▶ [Ausgewählter Auszug]:
---------------
Ich bin wahrlich nicht willens, den alten Syllogismus zu verteidigen, der so lautet: jede Anordnung setzt eine ordnende Einsicht voraus; nun herrscht aber in der Welt eine bewunderungswürdige Ordnung; folglich ist die Welt das Werk eines einsichtsvollen Wesens. Dieser Schluß, so endlos durchgedroschen seit MOSES und HIOB, ist keineswegs eine Lösung, vielmehr nur die Formel des Rätsels, um dessen Lösung es sich handelt.

Wir wissen vollkommen klar, was Ordnung ist, aber durchaus nicht, was wir mit den Worten: Seele, Geist oder Vernunft sagen wollen; wie können wir also logisch vom Vorhandensein des einen auf das Dasein des anderen schließen? Ich muß daher den angeblichen Beweis für das Dasein Gottes aus der Ordnung der Welt bis auf eine umfassendere Untersuchung verwerfen, und kann in ihm höchstens eine der Philosophie aufgegebene Gleichung sehen. Zwischen dem Gedanken der Ordnung und der Behauptung des Geistes ist noch ein wahrer Abgrund von Metaphysik auszufüllen, und es fällt mir, ich sag' es noch einmal, nicht ein, das Problem für den Beweis zu halten.
---------------
▶ [Deine Aufgaben]:
[1] Beantworte anhand des Auszugs:
(a) Seit wem wird der Schluss laut Auszug schon „durchgedroschen“?
(b) Welche drei Wörter nennt der Auszug, bei denen wir nicht wissen, was wir mit ihnen sagen wollen?
(c) Was kann der angebliche Beweis aus der Ordnung der Welt nach dem Auszug höchstens sein?
[2] Schreibe aus dem Auszug wortgetreu ab, beginnend mit „Ich bin wahrlich“ und weiter bis einschließlich „es sich handelt.“.

▶ [Gegebenes Material]:
---------------
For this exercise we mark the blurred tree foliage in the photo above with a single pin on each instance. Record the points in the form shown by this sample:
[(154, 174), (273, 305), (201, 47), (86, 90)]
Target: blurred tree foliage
---------------
▶ [Lösungen]:
[1]
(a) Seit Moses und Hiob.
(b) Seele, Geist und Vernunft.
(c) Eine der Philosophie aufgegebene Gleichung.

[2]
Ich bin wahrlich nicht willens, den alten Syllogismus zu verteidigen, der so lautet: jede Anordnung setzt eine ordnende Einsicht voraus; nun herrscht aber in der Welt eine bewunderungswürdige Ordnung; folglich ist die Welt das Werk eines einsichtsvollen Wesens. Dieser Schluß, so endlos durchgedroschen seit MOSES und HIOB, ist keineswegs eine Lösung, vielmehr nur die Formel des Rätsels, um dessen Lösung es sich handelt.